Aim
Pick out every line of the listing below that contains the word "tree" and copy each such line in full.

— Start Data to use —

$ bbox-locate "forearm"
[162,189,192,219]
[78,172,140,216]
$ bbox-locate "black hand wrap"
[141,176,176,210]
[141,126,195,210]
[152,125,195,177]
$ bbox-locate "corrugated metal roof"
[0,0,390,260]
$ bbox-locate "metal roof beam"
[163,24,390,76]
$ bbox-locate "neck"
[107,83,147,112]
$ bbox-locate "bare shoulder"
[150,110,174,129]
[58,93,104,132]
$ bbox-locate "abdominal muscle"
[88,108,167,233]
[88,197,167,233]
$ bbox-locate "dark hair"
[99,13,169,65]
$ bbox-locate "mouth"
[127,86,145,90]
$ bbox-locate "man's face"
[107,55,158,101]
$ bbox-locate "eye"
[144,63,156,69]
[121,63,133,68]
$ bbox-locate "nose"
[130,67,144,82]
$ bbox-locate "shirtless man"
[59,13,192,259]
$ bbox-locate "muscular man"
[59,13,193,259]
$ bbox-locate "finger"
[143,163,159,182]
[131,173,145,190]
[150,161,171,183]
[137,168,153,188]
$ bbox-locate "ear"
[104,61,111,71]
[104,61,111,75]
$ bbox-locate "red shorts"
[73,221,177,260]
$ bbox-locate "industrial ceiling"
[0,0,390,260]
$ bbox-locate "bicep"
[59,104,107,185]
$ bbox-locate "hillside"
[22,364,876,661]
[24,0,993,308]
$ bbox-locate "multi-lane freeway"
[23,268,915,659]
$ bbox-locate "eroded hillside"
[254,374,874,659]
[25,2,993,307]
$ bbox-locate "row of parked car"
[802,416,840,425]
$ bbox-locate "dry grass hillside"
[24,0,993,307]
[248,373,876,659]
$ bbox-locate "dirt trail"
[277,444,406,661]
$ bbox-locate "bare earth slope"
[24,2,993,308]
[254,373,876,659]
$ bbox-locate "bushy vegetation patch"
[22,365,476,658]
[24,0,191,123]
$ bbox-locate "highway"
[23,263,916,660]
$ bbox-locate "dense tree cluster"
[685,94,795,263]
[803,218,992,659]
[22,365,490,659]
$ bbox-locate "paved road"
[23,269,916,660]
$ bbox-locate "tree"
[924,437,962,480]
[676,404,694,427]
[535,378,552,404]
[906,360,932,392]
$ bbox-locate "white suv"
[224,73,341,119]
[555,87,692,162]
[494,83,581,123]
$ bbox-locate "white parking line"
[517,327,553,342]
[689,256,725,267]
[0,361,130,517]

— End Data to use —

Exercise response
$ bbox-locate "dense tree cluster"
$ bbox-locate "tree"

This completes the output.